** Begin **
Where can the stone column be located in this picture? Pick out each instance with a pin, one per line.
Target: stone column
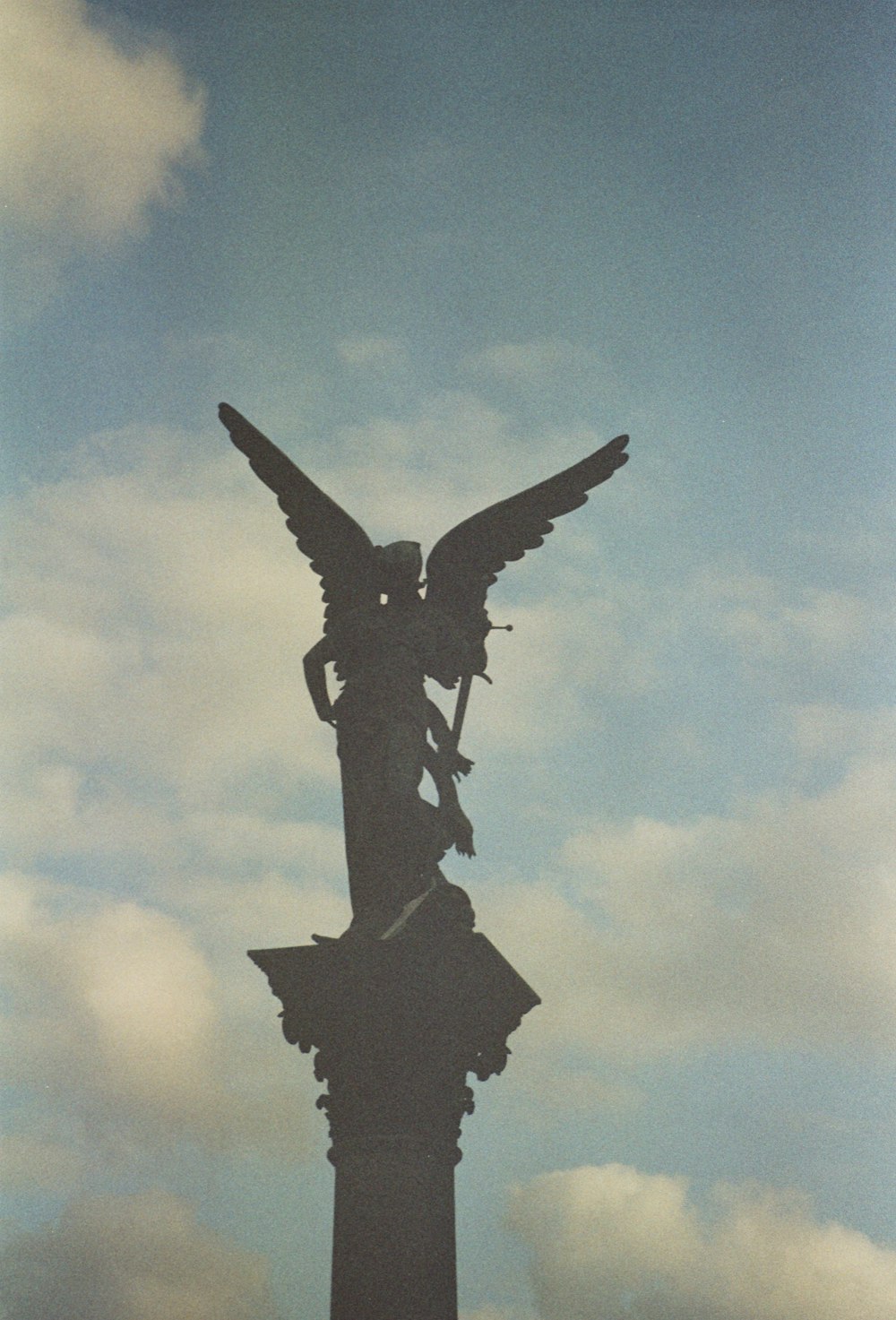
(398, 1024)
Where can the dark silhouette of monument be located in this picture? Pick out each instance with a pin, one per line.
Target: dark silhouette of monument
(409, 999)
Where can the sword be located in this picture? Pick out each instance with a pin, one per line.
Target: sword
(466, 683)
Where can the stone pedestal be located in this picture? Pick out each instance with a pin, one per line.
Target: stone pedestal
(398, 1024)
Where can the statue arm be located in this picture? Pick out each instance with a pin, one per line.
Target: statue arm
(315, 677)
(449, 755)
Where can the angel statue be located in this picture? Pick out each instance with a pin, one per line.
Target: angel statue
(384, 641)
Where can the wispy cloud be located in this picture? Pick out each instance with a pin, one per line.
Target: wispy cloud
(134, 1258)
(616, 1242)
(94, 134)
(772, 924)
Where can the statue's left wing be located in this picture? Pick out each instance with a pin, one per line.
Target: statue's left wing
(468, 558)
(340, 549)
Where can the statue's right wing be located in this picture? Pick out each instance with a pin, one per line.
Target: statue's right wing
(340, 549)
(468, 558)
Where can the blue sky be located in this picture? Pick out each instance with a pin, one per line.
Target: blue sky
(437, 256)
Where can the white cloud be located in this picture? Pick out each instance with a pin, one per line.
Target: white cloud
(538, 363)
(773, 924)
(119, 1023)
(613, 1244)
(157, 630)
(30, 1163)
(92, 134)
(133, 1258)
(773, 623)
(379, 353)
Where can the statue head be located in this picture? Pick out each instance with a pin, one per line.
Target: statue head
(400, 566)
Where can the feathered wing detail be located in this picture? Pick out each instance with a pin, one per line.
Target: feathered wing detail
(468, 558)
(340, 549)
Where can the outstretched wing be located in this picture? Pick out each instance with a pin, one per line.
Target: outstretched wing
(468, 558)
(340, 549)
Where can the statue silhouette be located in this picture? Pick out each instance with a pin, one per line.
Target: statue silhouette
(385, 639)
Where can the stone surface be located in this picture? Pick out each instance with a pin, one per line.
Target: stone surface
(398, 1026)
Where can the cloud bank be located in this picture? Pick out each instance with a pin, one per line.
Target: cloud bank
(133, 1258)
(92, 134)
(771, 924)
(616, 1244)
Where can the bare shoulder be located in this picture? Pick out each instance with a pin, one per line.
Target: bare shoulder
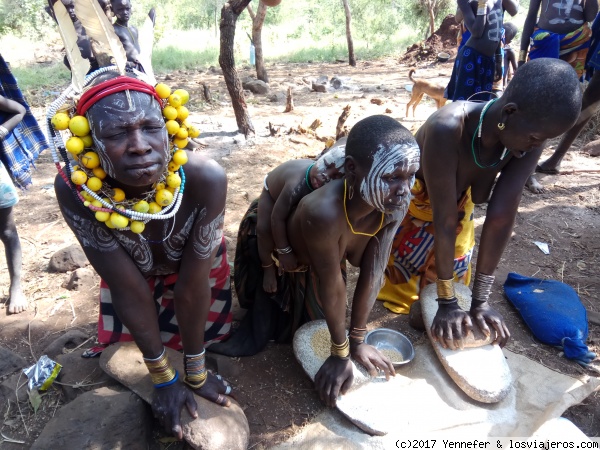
(322, 210)
(445, 123)
(203, 176)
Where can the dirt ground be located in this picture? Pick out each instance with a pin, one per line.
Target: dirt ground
(276, 395)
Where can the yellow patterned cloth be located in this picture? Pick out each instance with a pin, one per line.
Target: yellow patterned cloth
(412, 265)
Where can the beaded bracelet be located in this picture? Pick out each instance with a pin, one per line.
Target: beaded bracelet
(284, 251)
(341, 350)
(161, 371)
(481, 8)
(522, 55)
(482, 287)
(195, 370)
(445, 289)
(357, 335)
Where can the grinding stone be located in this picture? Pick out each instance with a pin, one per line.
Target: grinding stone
(481, 372)
(216, 428)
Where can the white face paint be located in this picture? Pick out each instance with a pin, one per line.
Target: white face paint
(208, 237)
(374, 189)
(333, 158)
(128, 109)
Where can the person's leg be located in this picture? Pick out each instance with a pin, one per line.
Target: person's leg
(12, 248)
(265, 241)
(589, 106)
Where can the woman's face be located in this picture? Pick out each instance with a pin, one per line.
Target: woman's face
(130, 137)
(387, 184)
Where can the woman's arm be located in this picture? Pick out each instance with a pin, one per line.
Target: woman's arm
(528, 26)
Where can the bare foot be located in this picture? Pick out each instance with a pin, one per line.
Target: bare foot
(17, 303)
(269, 280)
(534, 186)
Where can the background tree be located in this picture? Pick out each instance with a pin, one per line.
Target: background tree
(229, 15)
(351, 57)
(257, 22)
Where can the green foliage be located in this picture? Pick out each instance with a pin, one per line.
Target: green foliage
(46, 77)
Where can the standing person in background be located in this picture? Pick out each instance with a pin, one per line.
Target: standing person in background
(473, 153)
(561, 31)
(474, 69)
(128, 34)
(21, 141)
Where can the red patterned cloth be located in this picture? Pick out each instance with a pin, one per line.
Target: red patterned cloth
(218, 324)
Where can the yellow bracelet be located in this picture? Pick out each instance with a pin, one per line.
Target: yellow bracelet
(341, 350)
(445, 289)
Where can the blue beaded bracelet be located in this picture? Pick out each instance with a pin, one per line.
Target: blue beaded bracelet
(168, 383)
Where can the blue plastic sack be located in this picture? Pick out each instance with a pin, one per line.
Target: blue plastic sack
(553, 312)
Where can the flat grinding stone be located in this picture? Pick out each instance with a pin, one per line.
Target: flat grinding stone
(216, 428)
(481, 372)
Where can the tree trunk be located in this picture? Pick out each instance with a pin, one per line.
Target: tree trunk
(229, 15)
(257, 23)
(431, 10)
(351, 57)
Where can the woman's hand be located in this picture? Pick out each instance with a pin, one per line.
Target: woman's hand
(167, 404)
(216, 389)
(450, 325)
(373, 360)
(483, 314)
(334, 378)
(288, 262)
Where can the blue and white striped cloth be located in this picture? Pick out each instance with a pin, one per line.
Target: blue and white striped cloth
(20, 148)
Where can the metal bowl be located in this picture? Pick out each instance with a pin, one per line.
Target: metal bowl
(390, 343)
(443, 56)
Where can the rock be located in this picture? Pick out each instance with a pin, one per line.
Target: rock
(216, 428)
(415, 316)
(256, 86)
(319, 87)
(67, 259)
(226, 366)
(80, 278)
(276, 97)
(67, 340)
(100, 419)
(10, 362)
(322, 79)
(9, 391)
(79, 375)
(336, 83)
(592, 148)
(482, 372)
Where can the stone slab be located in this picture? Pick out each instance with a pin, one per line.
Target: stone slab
(312, 344)
(481, 372)
(216, 428)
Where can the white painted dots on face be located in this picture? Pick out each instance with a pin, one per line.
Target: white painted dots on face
(374, 188)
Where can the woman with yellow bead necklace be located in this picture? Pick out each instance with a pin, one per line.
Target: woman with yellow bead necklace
(143, 236)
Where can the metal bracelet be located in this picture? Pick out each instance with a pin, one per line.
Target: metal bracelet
(284, 251)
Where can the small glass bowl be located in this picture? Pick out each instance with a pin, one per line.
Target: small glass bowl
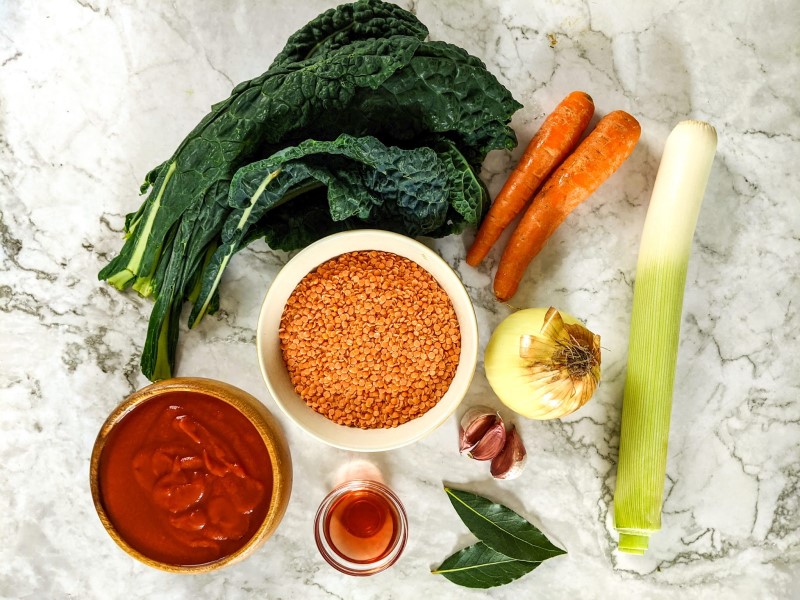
(326, 545)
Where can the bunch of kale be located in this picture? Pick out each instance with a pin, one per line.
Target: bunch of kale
(358, 122)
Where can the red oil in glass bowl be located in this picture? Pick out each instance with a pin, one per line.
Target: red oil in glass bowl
(361, 527)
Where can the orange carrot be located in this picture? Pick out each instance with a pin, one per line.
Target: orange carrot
(557, 137)
(594, 161)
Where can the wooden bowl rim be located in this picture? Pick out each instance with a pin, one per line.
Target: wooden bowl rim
(256, 413)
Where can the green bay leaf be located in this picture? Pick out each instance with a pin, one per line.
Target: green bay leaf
(501, 528)
(478, 566)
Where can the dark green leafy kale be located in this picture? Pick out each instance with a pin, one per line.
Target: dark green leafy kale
(361, 69)
(341, 26)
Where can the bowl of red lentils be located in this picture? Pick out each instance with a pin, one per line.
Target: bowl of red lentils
(367, 340)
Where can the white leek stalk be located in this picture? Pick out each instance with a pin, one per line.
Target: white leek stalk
(655, 330)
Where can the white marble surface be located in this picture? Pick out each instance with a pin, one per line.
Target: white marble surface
(94, 92)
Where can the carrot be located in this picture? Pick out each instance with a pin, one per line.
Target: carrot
(594, 161)
(556, 138)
** End **
**Prompt**
Copy each line above precisely, dropping the pictures.

**Exercise answer**
Where can the stone column be located in this picture? Pick out each instance with a pin, one per line.
Target: stone column
(398, 1024)
Where can the dark silhouette of monument be located in this picture? Pick out each instance with a pin, one per line.
Target: dark silhouette of monument
(409, 999)
Where can the sword be located in this picture? Pick out each instance with a pin, one per line.
Target: sword
(466, 683)
Where can the stone pedestal be located in this picture? Pick out each instance with a pin, one per line.
Target: stone pedestal
(398, 1024)
Where can the statue arm be located in this picture? Pick out each instance with a pin, one per line.
Target: statue arm
(315, 677)
(449, 755)
Where can the angel statue be located in this picture? Pick out each instance with a pin, one per line.
Target: angel statue
(384, 641)
Where can the wispy cloud be located in this picture? Pick out each instance with a pin, one per line.
Target: wispy cloud
(134, 1258)
(616, 1242)
(94, 134)
(772, 924)
Where can the statue's left wing be located in this picture? Pick out each instance with a pin, one per line.
Target: statue's left wing
(468, 558)
(340, 549)
Where can the statue's right wing be located in this picture? Pick out each instance with a pin, one per line.
Target: statue's right wing
(340, 549)
(468, 558)
Where can the blue sky be located in this picture? Pick out each instance with a pin, one per line.
Target: blue sky
(437, 256)
Where can the white cloud be located in this picture? Pick out each instance with a pin, one per line.
Target: white cloud
(538, 363)
(773, 924)
(119, 1023)
(613, 1244)
(157, 630)
(30, 1163)
(92, 134)
(133, 1258)
(773, 623)
(379, 353)
Where can the statue head be located in this picture? Pick out each instance with a pin, one per line.
Target: statue head
(400, 566)
Where can the feathered wing detail be located in this picture? Pick out each instance with a pin, one per line.
Target: feathered wing detail
(468, 558)
(340, 549)
Where can the outstretched wing be located in this picture? Pick out each instance with a pin, one per line.
Target: outstretched wing
(468, 558)
(340, 549)
Where can the statue silhouette be located in this picture? Pick out each instance with a pin, one per line.
Target: statue silhouette
(385, 639)
Where can the stone surface be located in this picture? Pick out each instance with a pin, one per line.
Target: stone surface
(398, 1026)
Where can the cloud bank be located in this picture? Pick out each instance with a pin, one per line.
Target: cloud bank
(133, 1258)
(92, 134)
(771, 924)
(616, 1244)
Where can the bare shoulder be located in this picture? Pick out each instance with a pin, one per line.
Target: bare shoulder
(322, 210)
(445, 123)
(203, 176)
Where can the dirt ground be located in this picture? Pick out each instance with a pin, one per line.
Target: dirt ground
(276, 395)
Where can the yellow patterned cloth be located in this picture? Pick out each instance with a pin, one per line.
Target: yellow patterned cloth
(412, 265)
Where can the beaded bracelet be located in this picture? Pick out each instance with a pin, one per line.
Target: beaded bracelet
(284, 251)
(341, 350)
(161, 371)
(481, 8)
(522, 55)
(482, 287)
(195, 370)
(445, 289)
(357, 335)
Where can the grinding stone be located in this picture? Pick out each instance with a pin, one per line.
Target: grinding stone
(481, 372)
(216, 428)
Where can the white face paint be located in this picture? Pick out each instance with a pin, one per line.
Target: white face paint
(208, 237)
(374, 189)
(333, 158)
(128, 109)
Where can the person's leg be located in this picture? Pick out each instance with a pin, one per line.
Target: person's leg
(12, 248)
(265, 241)
(589, 106)
Where can the woman's face be located in this picture? Pick out each instance with a pin, one per line.
Target: woman's face
(130, 137)
(387, 184)
Where can the woman's arm be located in this picture? Pick out each instance with a pin, one per line.
Target: woman's arm
(528, 26)
Where can the bare foot be located in this picture? Pick out each instance with a pin, one per line.
Target: bare foot
(17, 303)
(269, 280)
(534, 186)
Where can the background tree be located in this picture? Pick out each instance with a pin, one per line.
Target: background tree
(229, 15)
(351, 57)
(257, 22)
Where can the green foliage be located in this picture? Pick out each instance with a pin, one per line.
Target: green foliage
(46, 77)
Where can the standing person in background be located in this picture? Pick out each instance with a pin, one per line.
Target: standing person in background
(473, 153)
(561, 31)
(474, 69)
(128, 34)
(21, 141)
Where can the red patterned cloth be located in this picture? Pick out each instance with a pin, one per line.
Target: red patterned cloth
(218, 324)
Where can the yellow bracelet be located in this picture? Pick out each instance with a pin, one per line.
Target: yellow bracelet
(341, 350)
(445, 289)
Where can the blue beaded bracelet be located in this picture? Pick out each instance with a pin, one per line.
Target: blue beaded bracelet
(168, 383)
Where can the blue plastic sack be located in this picture? Pick out each instance with a pin, one per line.
Target: blue plastic sack
(553, 312)
Where can the flat grinding stone be located in this picture? Pick out each instance with a pin, one per line.
Target: flat grinding stone
(216, 428)
(481, 372)
Where can the tree trunk be located in this picture? Pick out each instance with a pin, one per line.
Target: tree trunk
(229, 15)
(257, 23)
(431, 10)
(351, 57)
Where can the woman's hand be located in this picture? Pick out each instance with a pin, one per line.
Target: woman's hand
(167, 404)
(216, 389)
(450, 325)
(373, 360)
(483, 314)
(334, 378)
(288, 262)
Where can the blue and white striped cloth be located in this picture? Pick out each instance with a pin, one per line.
Target: blue and white striped cloth
(20, 148)
Where can the metal bowl be located in this picture? Pick out each instance with a pin, one per line.
Target: metal bowl
(390, 343)
(443, 56)
Where can the rock be located in this picture? Pick out each instance with a pin, one per line.
Target: rock
(216, 428)
(415, 316)
(256, 86)
(319, 87)
(67, 259)
(226, 366)
(80, 278)
(276, 97)
(67, 340)
(100, 419)
(10, 362)
(322, 79)
(9, 391)
(79, 375)
(336, 83)
(592, 148)
(482, 372)
Where can the stone slab be located in this picture? Pick out each instance with a pin, one per line.
Target: stone slab
(312, 344)
(481, 372)
(216, 428)
Where can the white painted dots on face be located in this picture? Pick out each instance with a pin, one per line.
Target: white painted dots on face
(374, 188)
Where can the woman with yellow bead necklace be located in this picture? Pick out each instance with a pin, one per line.
Target: woman with yellow bead necklace
(143, 236)
Where can the metal bracelet be located in this picture? Pick out each instance with a pin, one per line.
Target: metal bracelet
(284, 251)
Where can the small glass bowl be located in this picture? Pick out each instance with a pin, one per line.
Target: small glass bowl
(326, 545)
Where can the bunch of kale be located in this picture? Pick out each instance with a pin, one per line.
Target: bunch of kale
(358, 122)
Where can the red oil in glass bowl be located in this picture? Pick out each instance with a pin, one per line.
Target: red oil in glass bowl
(361, 527)
Where can the orange carrot be located in this picture? Pick out each instance with a pin, one per line.
Target: orange carrot
(557, 137)
(594, 161)
Where can the wooden bowl rim be located in this picture? Pick out each instance with a pin, one per line.
Target: wooden bowl rim
(256, 413)
Where can the green bay leaf be located in this picture? Pick out each instance with a pin, one per line.
Target: green bay leaf
(501, 528)
(478, 566)
Where can the dark green leafy kale be located in this picture? Pick out each instance with a pin, one per line.
Target: dark green leafy kale
(361, 69)
(341, 26)
Where can the bowl of red lentils be located in this picture? Pick out each instance with a pin, one per line.
Target: bowl of red lentils
(367, 340)
Where can the white leek stalk be located in this picture? Pick out each instance with a pin, one per line.
Target: white leek stalk
(655, 330)
Where can the white marble surface be located in this picture? Pick out each instance with a pin, one per line.
Target: white marble surface
(94, 92)
Where can the carrot be located in this picture? Pick out each instance with a pin, one per line.
Target: carrot
(594, 161)
(556, 138)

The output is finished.